Written task:
Copy all of the records below word for word, leaving the pictures out.

Labeled point records:
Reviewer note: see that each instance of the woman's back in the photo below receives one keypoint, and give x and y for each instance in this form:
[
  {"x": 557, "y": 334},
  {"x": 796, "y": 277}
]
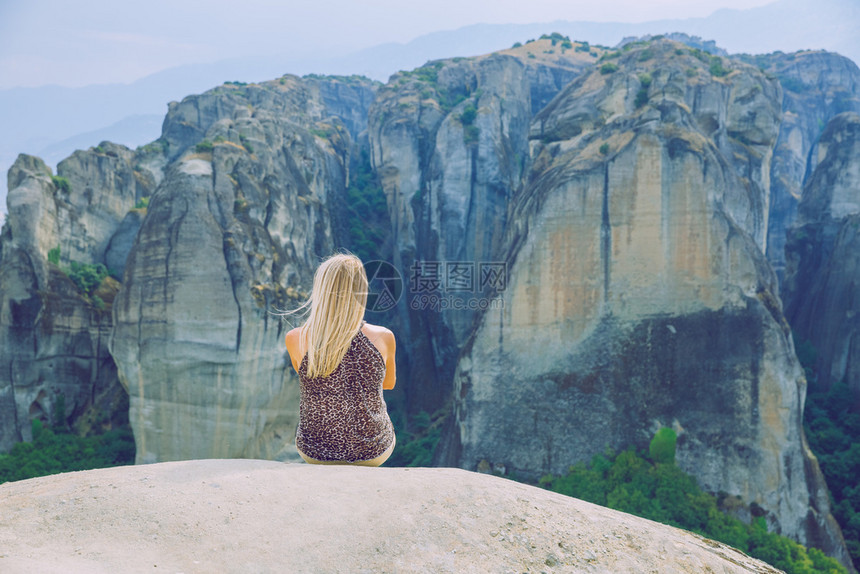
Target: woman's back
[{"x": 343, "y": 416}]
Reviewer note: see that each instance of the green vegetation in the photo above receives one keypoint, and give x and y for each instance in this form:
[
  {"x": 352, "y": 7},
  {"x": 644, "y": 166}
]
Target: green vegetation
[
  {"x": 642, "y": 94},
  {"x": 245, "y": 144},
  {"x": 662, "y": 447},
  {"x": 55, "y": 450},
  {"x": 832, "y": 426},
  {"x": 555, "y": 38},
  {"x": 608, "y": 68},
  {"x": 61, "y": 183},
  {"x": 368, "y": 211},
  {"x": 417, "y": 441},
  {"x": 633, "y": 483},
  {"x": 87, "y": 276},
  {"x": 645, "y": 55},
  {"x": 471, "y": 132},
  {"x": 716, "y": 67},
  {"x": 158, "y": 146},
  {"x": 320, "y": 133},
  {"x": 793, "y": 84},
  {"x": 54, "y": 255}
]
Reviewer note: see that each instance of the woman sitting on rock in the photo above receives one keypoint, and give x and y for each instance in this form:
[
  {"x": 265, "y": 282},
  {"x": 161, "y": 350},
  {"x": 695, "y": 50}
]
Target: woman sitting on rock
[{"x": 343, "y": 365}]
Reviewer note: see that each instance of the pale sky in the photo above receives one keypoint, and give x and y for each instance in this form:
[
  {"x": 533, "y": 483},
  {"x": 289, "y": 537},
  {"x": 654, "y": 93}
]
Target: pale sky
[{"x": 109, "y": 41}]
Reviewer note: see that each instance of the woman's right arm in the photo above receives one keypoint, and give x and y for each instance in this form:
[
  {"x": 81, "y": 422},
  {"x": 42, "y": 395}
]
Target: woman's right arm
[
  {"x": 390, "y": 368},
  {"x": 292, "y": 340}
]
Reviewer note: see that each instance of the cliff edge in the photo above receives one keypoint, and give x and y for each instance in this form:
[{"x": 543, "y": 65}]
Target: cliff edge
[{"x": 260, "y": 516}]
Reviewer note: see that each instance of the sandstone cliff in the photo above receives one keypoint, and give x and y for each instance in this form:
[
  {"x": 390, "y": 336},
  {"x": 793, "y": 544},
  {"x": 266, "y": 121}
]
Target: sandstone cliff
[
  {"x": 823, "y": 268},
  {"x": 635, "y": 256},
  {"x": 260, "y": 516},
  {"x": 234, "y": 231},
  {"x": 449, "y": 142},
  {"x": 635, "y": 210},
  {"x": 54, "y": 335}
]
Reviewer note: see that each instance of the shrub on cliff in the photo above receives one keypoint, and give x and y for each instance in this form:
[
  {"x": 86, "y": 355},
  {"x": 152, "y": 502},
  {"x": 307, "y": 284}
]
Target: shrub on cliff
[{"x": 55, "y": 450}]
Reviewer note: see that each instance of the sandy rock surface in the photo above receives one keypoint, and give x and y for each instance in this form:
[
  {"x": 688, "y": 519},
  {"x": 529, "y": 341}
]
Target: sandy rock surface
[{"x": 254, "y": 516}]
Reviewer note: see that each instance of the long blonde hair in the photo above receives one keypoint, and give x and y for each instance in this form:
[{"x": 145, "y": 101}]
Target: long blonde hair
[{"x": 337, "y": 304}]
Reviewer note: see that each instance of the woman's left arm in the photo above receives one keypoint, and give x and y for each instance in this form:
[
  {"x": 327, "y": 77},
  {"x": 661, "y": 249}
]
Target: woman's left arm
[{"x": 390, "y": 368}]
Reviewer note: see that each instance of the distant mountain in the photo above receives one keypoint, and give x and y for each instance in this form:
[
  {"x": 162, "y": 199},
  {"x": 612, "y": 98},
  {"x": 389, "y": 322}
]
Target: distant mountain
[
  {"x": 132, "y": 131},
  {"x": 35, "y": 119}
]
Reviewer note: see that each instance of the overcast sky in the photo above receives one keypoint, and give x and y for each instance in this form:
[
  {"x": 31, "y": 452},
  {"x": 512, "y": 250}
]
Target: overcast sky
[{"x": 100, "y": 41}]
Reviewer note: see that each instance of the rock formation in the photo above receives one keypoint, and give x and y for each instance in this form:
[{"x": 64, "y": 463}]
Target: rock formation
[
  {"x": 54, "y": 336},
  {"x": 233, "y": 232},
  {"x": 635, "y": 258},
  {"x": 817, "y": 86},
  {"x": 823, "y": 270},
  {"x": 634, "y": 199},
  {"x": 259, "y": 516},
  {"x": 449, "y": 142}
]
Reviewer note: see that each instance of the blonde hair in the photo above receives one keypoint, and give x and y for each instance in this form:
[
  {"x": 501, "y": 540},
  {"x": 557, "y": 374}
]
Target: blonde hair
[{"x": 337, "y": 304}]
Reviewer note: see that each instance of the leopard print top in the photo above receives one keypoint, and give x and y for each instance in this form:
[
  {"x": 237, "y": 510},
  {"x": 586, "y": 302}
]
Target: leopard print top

Output for this task:
Reviewer note: see that each instance of the woman's back in the photo below receives one keypoint, and give x and y for each instance in this form:
[
  {"x": 557, "y": 334},
  {"x": 796, "y": 277}
]
Target: woman's back
[{"x": 343, "y": 416}]
Reviewer note: see that each instance of the green vegetation in the photo above receives one keypoint, and give x and y for each instance in this form:
[
  {"x": 352, "y": 7},
  {"x": 644, "y": 166}
]
Target: green vegetation
[
  {"x": 642, "y": 94},
  {"x": 245, "y": 144},
  {"x": 662, "y": 447},
  {"x": 55, "y": 450},
  {"x": 832, "y": 426},
  {"x": 555, "y": 38},
  {"x": 608, "y": 68},
  {"x": 61, "y": 183},
  {"x": 368, "y": 211},
  {"x": 417, "y": 441},
  {"x": 633, "y": 483},
  {"x": 87, "y": 276},
  {"x": 645, "y": 55},
  {"x": 471, "y": 132},
  {"x": 716, "y": 67},
  {"x": 158, "y": 146},
  {"x": 320, "y": 133},
  {"x": 793, "y": 84},
  {"x": 54, "y": 255}
]
Reviewer note: see that each instance of the woman sitting on rock in the photo above receives one keypoint, and give x and y for each instance in this form:
[
  {"x": 265, "y": 282},
  {"x": 161, "y": 350},
  {"x": 695, "y": 50}
]
Target: woman sitting on rock
[{"x": 343, "y": 365}]
Reviewer note: see that each instance of the pale sky in the photo above receives one keypoint, and give x and y for each instance in this form:
[
  {"x": 533, "y": 483},
  {"x": 289, "y": 537},
  {"x": 654, "y": 93}
]
Target: pale sky
[{"x": 109, "y": 41}]
Reviewer note: see that each instance of the woman's right arm in the photo above receives one keypoint, and give x and y for each instance in this form:
[
  {"x": 81, "y": 422},
  {"x": 42, "y": 395}
]
Target: woman's right arm
[
  {"x": 390, "y": 368},
  {"x": 292, "y": 340}
]
Reviewer note: see that each instance of the cliff edge in the photo above receives one keypoint, and give x and y for each instance in this form:
[{"x": 543, "y": 65}]
Target: cliff edge
[{"x": 260, "y": 516}]
Reviewer note: see that each instance of the sandstone cliff in the photo above receives one keypoint, and give x and y for each instance in this form:
[
  {"x": 390, "y": 336},
  {"x": 793, "y": 544},
  {"x": 266, "y": 121}
]
Target: sandstone cliff
[
  {"x": 823, "y": 268},
  {"x": 635, "y": 256},
  {"x": 260, "y": 516},
  {"x": 234, "y": 231},
  {"x": 449, "y": 142},
  {"x": 635, "y": 210},
  {"x": 54, "y": 335}
]
Reviewer note: see that each instance of the shrub on cliff in the photo above receives one keypoint, and give x and y for each instance in this form:
[
  {"x": 86, "y": 355},
  {"x": 152, "y": 502},
  {"x": 307, "y": 284}
]
Target: shrub on cliff
[{"x": 55, "y": 450}]
Reviewer note: see that each instance of the sandy rock surface in the photo above receives one keypoint, and give x and y for each instance in this form:
[
  {"x": 688, "y": 519},
  {"x": 529, "y": 341}
]
Target: sandy rock surface
[{"x": 254, "y": 516}]
Reviewer note: see that each instance of the long blonde hair in the photo above receives one keypoint, and give x and y for each instance in this form:
[{"x": 145, "y": 101}]
Target: long blonde hair
[{"x": 337, "y": 304}]
Reviewer note: see that each instance of the woman's left arm in the photo above receives one keypoint, and give x and y for each instance in this form:
[
  {"x": 327, "y": 77},
  {"x": 661, "y": 249}
]
Target: woman's left arm
[{"x": 390, "y": 368}]
Reviewer note: see that each instance of the distant mountain in the photo above receives one keypoint, and give x and y for each instance in this form:
[
  {"x": 162, "y": 199},
  {"x": 612, "y": 98},
  {"x": 389, "y": 322}
]
Target: distant mountain
[
  {"x": 132, "y": 131},
  {"x": 35, "y": 119}
]
Reviewer note: see that each instance of the overcast sky in the photo above receives one keypoint, and give x and y for each instance in this form:
[
  {"x": 31, "y": 452},
  {"x": 512, "y": 250}
]
Target: overcast sky
[{"x": 100, "y": 41}]
Reviewer note: see that each instance of the rock formation in the photo above receives one keypoint, and give x and y for each instance in this form:
[{"x": 64, "y": 463}]
Target: rock formation
[
  {"x": 54, "y": 336},
  {"x": 233, "y": 232},
  {"x": 635, "y": 258},
  {"x": 817, "y": 86},
  {"x": 823, "y": 270},
  {"x": 634, "y": 199},
  {"x": 259, "y": 516},
  {"x": 449, "y": 142}
]
Reviewer note: see that each instance of the blonde hair in the photo above receives one keypoint, and give x and y for each instance in this form:
[
  {"x": 501, "y": 540},
  {"x": 557, "y": 374}
]
Target: blonde hair
[{"x": 337, "y": 304}]
Reviewer note: see that each instance of the leopard print top in the photo above receives one keypoint, and give x and y for each instance in this form:
[
  {"x": 237, "y": 510},
  {"x": 586, "y": 302}
]
Target: leopard print top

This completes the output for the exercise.